━━━━━ Task inputs ━━━━━

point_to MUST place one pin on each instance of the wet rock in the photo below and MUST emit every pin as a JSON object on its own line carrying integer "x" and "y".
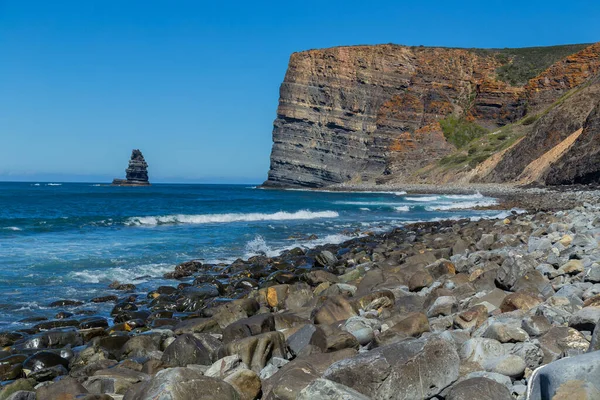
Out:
{"x": 299, "y": 340}
{"x": 478, "y": 388}
{"x": 246, "y": 383}
{"x": 66, "y": 388}
{"x": 197, "y": 325}
{"x": 481, "y": 349}
{"x": 505, "y": 333}
{"x": 332, "y": 310}
{"x": 519, "y": 301}
{"x": 183, "y": 384}
{"x": 412, "y": 324}
{"x": 509, "y": 365}
{"x": 530, "y": 352}
{"x": 255, "y": 325}
{"x": 585, "y": 319}
{"x": 560, "y": 341}
{"x": 44, "y": 359}
{"x": 65, "y": 303}
{"x": 536, "y": 325}
{"x": 186, "y": 349}
{"x": 255, "y": 351}
{"x": 184, "y": 270}
{"x": 114, "y": 381}
{"x": 577, "y": 389}
{"x": 21, "y": 395}
{"x": 141, "y": 346}
{"x": 328, "y": 390}
{"x": 325, "y": 259}
{"x": 443, "y": 305}
{"x": 471, "y": 318}
{"x": 486, "y": 242}
{"x": 225, "y": 366}
{"x": 419, "y": 280}
{"x": 417, "y": 368}
{"x": 105, "y": 299}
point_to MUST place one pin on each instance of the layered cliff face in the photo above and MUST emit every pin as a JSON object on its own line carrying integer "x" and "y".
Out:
{"x": 136, "y": 173}
{"x": 373, "y": 113}
{"x": 358, "y": 113}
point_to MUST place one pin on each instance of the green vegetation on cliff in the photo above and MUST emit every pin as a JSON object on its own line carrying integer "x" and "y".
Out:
{"x": 459, "y": 131}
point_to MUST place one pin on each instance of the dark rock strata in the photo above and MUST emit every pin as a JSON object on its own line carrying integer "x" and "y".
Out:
{"x": 136, "y": 172}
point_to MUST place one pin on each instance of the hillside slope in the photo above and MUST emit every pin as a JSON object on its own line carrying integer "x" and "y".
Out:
{"x": 416, "y": 114}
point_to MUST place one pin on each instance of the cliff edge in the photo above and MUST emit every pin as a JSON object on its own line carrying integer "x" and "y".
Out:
{"x": 390, "y": 113}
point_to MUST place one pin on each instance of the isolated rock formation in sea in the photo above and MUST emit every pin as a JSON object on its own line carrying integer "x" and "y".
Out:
{"x": 136, "y": 172}
{"x": 399, "y": 114}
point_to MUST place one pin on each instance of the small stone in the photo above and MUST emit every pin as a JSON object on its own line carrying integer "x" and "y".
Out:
{"x": 509, "y": 365}
{"x": 246, "y": 383}
{"x": 324, "y": 389}
{"x": 505, "y": 333}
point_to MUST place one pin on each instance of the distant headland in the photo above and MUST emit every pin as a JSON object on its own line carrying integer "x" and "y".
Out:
{"x": 136, "y": 172}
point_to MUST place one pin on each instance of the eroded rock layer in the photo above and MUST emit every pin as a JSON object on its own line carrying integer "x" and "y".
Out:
{"x": 136, "y": 172}
{"x": 372, "y": 113}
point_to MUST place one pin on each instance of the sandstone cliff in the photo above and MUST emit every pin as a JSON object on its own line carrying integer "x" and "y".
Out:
{"x": 378, "y": 113}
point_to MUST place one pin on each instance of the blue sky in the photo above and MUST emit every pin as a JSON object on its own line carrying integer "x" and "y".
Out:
{"x": 194, "y": 84}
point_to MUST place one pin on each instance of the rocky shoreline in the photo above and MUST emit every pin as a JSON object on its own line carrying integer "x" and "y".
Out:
{"x": 447, "y": 310}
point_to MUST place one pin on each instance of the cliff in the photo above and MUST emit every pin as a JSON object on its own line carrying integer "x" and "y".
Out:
{"x": 413, "y": 114}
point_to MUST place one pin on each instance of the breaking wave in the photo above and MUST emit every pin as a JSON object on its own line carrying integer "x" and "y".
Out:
{"x": 227, "y": 218}
{"x": 423, "y": 198}
{"x": 462, "y": 206}
{"x": 465, "y": 196}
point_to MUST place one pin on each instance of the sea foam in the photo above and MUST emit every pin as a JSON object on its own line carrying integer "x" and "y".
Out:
{"x": 423, "y": 198}
{"x": 462, "y": 205}
{"x": 227, "y": 218}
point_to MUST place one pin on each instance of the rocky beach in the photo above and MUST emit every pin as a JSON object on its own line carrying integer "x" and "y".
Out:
{"x": 458, "y": 309}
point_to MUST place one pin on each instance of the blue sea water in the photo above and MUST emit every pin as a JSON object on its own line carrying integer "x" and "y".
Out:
{"x": 71, "y": 240}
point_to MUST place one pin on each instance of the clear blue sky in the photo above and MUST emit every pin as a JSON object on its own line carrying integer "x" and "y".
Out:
{"x": 194, "y": 84}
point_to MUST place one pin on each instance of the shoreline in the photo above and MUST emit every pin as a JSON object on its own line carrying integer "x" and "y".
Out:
{"x": 448, "y": 295}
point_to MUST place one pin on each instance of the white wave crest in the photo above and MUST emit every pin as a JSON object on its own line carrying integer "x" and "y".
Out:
{"x": 401, "y": 193}
{"x": 465, "y": 196}
{"x": 370, "y": 203}
{"x": 423, "y": 198}
{"x": 226, "y": 218}
{"x": 123, "y": 275}
{"x": 258, "y": 245}
{"x": 462, "y": 206}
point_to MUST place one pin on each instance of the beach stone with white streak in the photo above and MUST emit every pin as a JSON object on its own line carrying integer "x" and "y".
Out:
{"x": 324, "y": 389}
{"x": 480, "y": 349}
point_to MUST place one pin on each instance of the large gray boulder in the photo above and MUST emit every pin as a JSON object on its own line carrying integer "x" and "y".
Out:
{"x": 325, "y": 389}
{"x": 546, "y": 380}
{"x": 479, "y": 388}
{"x": 418, "y": 368}
{"x": 183, "y": 384}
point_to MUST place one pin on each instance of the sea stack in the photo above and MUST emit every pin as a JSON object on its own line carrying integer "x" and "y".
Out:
{"x": 136, "y": 172}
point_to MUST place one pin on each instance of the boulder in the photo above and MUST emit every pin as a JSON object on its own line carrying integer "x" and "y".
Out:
{"x": 415, "y": 368}
{"x": 547, "y": 380}
{"x": 185, "y": 350}
{"x": 256, "y": 351}
{"x": 246, "y": 383}
{"x": 328, "y": 390}
{"x": 183, "y": 384}
{"x": 478, "y": 388}
{"x": 332, "y": 310}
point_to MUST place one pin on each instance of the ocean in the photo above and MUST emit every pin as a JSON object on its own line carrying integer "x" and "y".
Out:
{"x": 71, "y": 240}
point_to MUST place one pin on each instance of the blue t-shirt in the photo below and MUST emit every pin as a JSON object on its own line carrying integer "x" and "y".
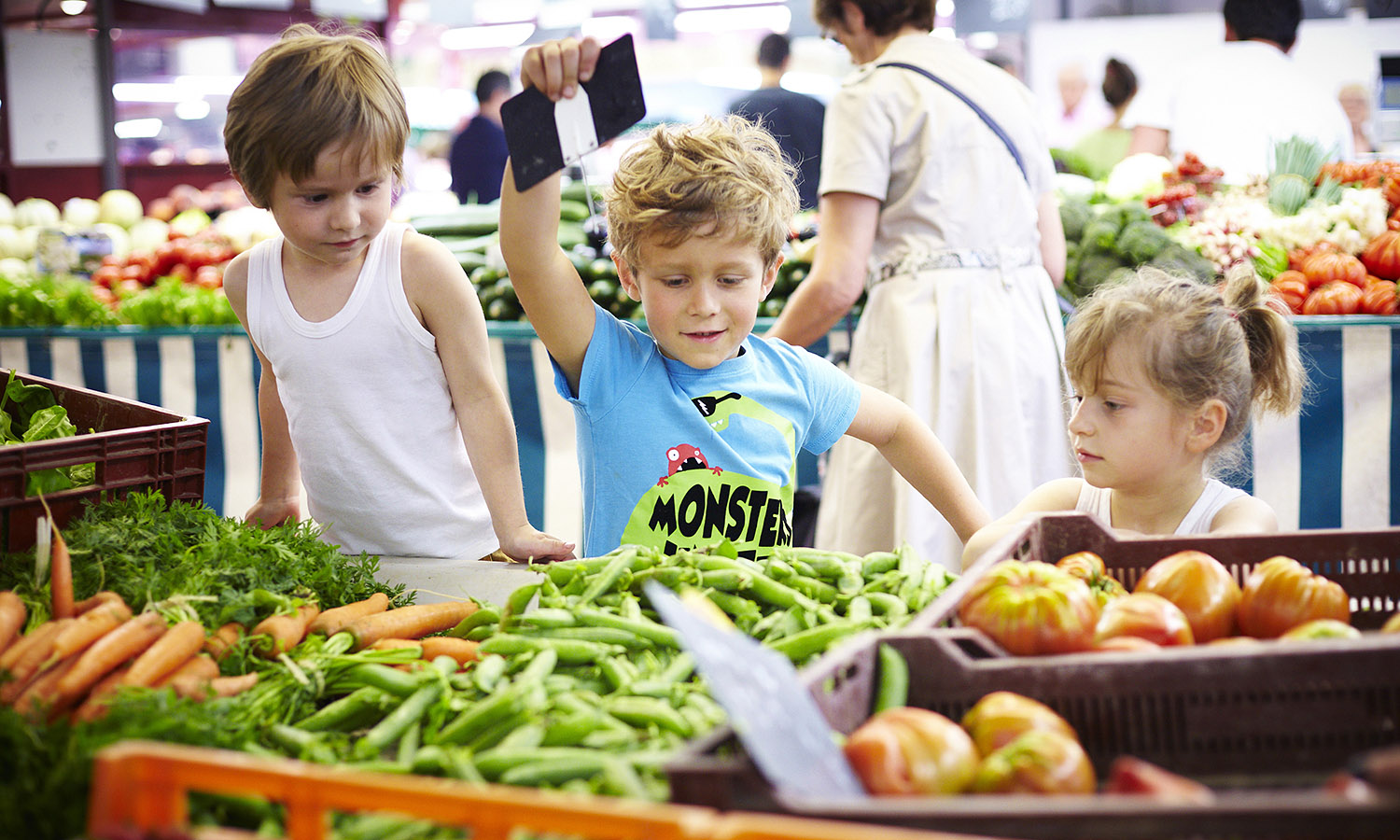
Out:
{"x": 675, "y": 456}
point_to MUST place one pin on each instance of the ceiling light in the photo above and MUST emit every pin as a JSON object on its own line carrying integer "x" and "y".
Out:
{"x": 504, "y": 35}
{"x": 775, "y": 19}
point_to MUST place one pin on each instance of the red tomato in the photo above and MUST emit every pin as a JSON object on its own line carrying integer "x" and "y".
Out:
{"x": 1293, "y": 287}
{"x": 1281, "y": 594}
{"x": 1330, "y": 266}
{"x": 1333, "y": 299}
{"x": 1379, "y": 299}
{"x": 1147, "y": 615}
{"x": 1032, "y": 608}
{"x": 912, "y": 750}
{"x": 1001, "y": 717}
{"x": 1201, "y": 587}
{"x": 1322, "y": 629}
{"x": 1038, "y": 762}
{"x": 1382, "y": 257}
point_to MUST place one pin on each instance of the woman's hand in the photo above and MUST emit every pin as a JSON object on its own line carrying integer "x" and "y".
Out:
{"x": 556, "y": 67}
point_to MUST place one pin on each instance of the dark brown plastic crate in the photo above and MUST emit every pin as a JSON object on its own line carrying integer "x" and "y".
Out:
{"x": 1265, "y": 724}
{"x": 134, "y": 447}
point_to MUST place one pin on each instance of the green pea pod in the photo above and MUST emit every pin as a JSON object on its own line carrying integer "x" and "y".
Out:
{"x": 392, "y": 727}
{"x": 892, "y": 689}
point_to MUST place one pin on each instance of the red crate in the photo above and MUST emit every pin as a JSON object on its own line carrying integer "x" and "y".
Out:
{"x": 1263, "y": 724}
{"x": 134, "y": 447}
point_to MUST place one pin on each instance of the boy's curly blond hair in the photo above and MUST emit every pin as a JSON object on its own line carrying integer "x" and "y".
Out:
{"x": 305, "y": 92}
{"x": 713, "y": 178}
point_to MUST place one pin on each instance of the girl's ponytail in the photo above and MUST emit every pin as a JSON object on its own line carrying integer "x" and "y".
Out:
{"x": 1271, "y": 341}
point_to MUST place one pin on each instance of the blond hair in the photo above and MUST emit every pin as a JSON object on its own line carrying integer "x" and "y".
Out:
{"x": 716, "y": 178}
{"x": 1235, "y": 343}
{"x": 307, "y": 92}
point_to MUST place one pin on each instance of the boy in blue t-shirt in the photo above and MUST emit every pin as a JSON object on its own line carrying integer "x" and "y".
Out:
{"x": 691, "y": 434}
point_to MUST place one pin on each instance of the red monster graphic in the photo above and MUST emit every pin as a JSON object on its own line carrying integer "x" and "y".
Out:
{"x": 685, "y": 456}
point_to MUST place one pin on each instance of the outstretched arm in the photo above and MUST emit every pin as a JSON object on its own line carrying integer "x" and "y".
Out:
{"x": 915, "y": 451}
{"x": 545, "y": 280}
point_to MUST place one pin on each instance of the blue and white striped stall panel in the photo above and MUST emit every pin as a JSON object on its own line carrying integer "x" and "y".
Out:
{"x": 1337, "y": 462}
{"x": 207, "y": 372}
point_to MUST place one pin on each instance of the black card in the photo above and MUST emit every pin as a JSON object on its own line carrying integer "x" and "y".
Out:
{"x": 613, "y": 98}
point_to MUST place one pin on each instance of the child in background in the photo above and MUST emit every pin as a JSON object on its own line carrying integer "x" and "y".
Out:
{"x": 1168, "y": 372}
{"x": 689, "y": 434}
{"x": 377, "y": 389}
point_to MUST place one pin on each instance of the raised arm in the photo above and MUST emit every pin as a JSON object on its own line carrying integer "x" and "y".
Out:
{"x": 545, "y": 280}
{"x": 916, "y": 453}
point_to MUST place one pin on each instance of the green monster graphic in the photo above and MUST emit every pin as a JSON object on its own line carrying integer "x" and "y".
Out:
{"x": 696, "y": 503}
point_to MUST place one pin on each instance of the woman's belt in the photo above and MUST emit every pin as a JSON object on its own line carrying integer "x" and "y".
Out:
{"x": 957, "y": 258}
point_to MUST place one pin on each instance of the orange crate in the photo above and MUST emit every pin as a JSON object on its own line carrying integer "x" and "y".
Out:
{"x": 146, "y": 786}
{"x": 1265, "y": 724}
{"x": 134, "y": 447}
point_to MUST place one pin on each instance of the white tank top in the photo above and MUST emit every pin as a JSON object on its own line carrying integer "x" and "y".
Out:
{"x": 1217, "y": 495}
{"x": 370, "y": 413}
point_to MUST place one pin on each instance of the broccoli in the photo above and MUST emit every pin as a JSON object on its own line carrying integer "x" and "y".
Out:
{"x": 1074, "y": 215}
{"x": 1099, "y": 234}
{"x": 1184, "y": 262}
{"x": 1140, "y": 241}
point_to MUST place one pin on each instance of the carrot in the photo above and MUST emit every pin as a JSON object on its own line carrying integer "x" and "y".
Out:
{"x": 89, "y": 627}
{"x": 220, "y": 686}
{"x": 61, "y": 576}
{"x": 101, "y": 696}
{"x": 199, "y": 665}
{"x": 11, "y": 618}
{"x": 38, "y": 700}
{"x": 30, "y": 660}
{"x": 108, "y": 652}
{"x": 461, "y": 650}
{"x": 333, "y": 621}
{"x": 223, "y": 640}
{"x": 165, "y": 654}
{"x": 104, "y": 596}
{"x": 285, "y": 632}
{"x": 409, "y": 622}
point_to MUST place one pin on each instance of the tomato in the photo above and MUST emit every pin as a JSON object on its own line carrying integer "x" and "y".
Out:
{"x": 1333, "y": 299}
{"x": 1379, "y": 299}
{"x": 1293, "y": 287}
{"x": 912, "y": 750}
{"x": 1000, "y": 717}
{"x": 1038, "y": 762}
{"x": 1032, "y": 608}
{"x": 1147, "y": 615}
{"x": 1088, "y": 567}
{"x": 1281, "y": 594}
{"x": 1322, "y": 629}
{"x": 1382, "y": 257}
{"x": 1200, "y": 585}
{"x": 1329, "y": 266}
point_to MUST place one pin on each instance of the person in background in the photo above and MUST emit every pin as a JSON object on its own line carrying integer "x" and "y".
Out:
{"x": 377, "y": 391}
{"x": 1168, "y": 372}
{"x": 1355, "y": 104}
{"x": 691, "y": 431}
{"x": 1075, "y": 114}
{"x": 1099, "y": 150}
{"x": 478, "y": 154}
{"x": 1231, "y": 105}
{"x": 794, "y": 119}
{"x": 959, "y": 248}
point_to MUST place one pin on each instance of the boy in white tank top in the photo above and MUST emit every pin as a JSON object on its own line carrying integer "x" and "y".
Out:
{"x": 377, "y": 391}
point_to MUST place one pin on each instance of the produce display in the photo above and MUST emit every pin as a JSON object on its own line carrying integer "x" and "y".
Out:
{"x": 571, "y": 682}
{"x": 1035, "y": 608}
{"x": 1181, "y": 218}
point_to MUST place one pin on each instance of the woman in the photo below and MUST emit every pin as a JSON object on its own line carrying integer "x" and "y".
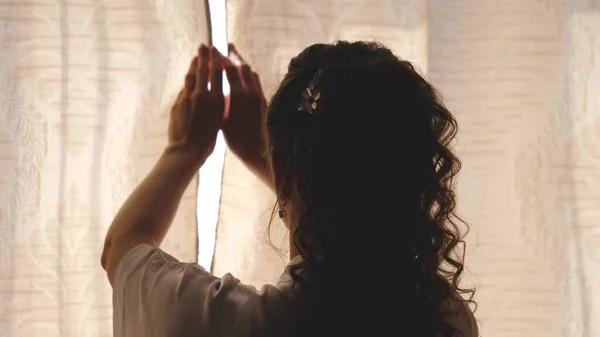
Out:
{"x": 356, "y": 149}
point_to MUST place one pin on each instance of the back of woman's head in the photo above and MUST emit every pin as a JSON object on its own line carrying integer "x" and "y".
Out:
{"x": 364, "y": 154}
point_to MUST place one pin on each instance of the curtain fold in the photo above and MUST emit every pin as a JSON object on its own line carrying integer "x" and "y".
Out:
{"x": 522, "y": 78}
{"x": 85, "y": 93}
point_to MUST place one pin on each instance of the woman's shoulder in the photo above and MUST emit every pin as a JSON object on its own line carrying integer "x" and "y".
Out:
{"x": 461, "y": 317}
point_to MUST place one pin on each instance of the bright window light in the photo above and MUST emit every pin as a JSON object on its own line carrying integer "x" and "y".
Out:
{"x": 209, "y": 187}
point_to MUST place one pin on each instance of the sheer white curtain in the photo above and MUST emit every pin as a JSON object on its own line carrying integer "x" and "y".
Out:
{"x": 522, "y": 78}
{"x": 85, "y": 91}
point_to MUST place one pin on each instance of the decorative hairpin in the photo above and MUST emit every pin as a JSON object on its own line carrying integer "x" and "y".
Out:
{"x": 310, "y": 96}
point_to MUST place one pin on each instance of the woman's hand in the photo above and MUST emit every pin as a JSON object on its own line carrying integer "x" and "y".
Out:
{"x": 197, "y": 114}
{"x": 242, "y": 126}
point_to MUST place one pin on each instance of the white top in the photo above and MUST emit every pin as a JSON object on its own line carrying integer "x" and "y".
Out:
{"x": 155, "y": 295}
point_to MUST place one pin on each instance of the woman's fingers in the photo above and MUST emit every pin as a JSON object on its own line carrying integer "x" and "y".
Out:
{"x": 248, "y": 78}
{"x": 238, "y": 59}
{"x": 202, "y": 71}
{"x": 216, "y": 71}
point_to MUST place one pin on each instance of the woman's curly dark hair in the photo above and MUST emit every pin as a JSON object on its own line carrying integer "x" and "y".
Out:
{"x": 372, "y": 172}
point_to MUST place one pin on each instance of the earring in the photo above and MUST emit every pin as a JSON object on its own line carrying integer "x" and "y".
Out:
{"x": 281, "y": 212}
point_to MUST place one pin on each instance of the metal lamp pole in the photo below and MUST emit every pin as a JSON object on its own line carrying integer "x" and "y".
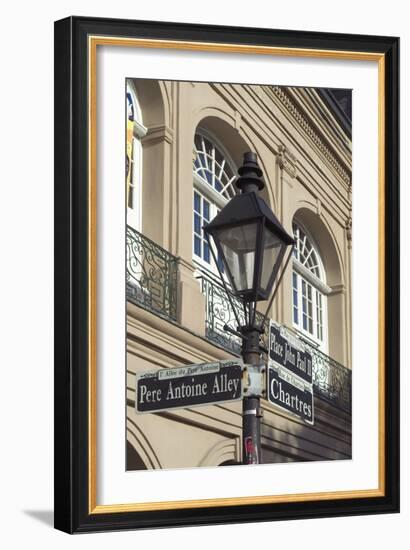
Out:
{"x": 247, "y": 231}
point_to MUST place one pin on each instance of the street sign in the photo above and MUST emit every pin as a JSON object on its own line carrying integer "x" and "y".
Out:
{"x": 289, "y": 380}
{"x": 188, "y": 386}
{"x": 287, "y": 350}
{"x": 288, "y": 392}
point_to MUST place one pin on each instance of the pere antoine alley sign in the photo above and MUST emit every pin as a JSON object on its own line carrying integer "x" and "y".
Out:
{"x": 188, "y": 386}
{"x": 290, "y": 374}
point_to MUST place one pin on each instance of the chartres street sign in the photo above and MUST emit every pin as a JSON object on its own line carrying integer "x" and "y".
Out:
{"x": 289, "y": 380}
{"x": 189, "y": 386}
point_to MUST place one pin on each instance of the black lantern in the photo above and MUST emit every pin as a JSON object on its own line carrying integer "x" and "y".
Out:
{"x": 250, "y": 240}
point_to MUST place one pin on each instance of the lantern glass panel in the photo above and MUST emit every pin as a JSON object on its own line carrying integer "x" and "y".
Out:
{"x": 238, "y": 246}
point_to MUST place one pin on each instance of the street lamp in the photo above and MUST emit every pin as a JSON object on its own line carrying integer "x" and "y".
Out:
{"x": 250, "y": 248}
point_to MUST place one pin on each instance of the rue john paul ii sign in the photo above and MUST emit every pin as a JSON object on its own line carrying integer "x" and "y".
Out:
{"x": 289, "y": 374}
{"x": 188, "y": 386}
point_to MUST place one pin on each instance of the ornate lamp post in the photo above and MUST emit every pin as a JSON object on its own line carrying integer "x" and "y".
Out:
{"x": 251, "y": 245}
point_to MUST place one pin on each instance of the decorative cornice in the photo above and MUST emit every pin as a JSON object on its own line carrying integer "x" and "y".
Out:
{"x": 304, "y": 123}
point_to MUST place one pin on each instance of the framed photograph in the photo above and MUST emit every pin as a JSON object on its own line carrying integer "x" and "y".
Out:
{"x": 226, "y": 274}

━━━━━

• _Problem_: From the records above, return each line that includes "tomato".

• _Output of the exercise_:
point_to MUST place one pin on each instance of the red tomato in the photo above and MUST emit every pin as a JSON object on its own line carrying integer "x" and "y".
point_to MUST place one pin on each instance of the tomato in the photo above and MUST emit every pin as a JSON object on its own line carrying integer "x" and "y".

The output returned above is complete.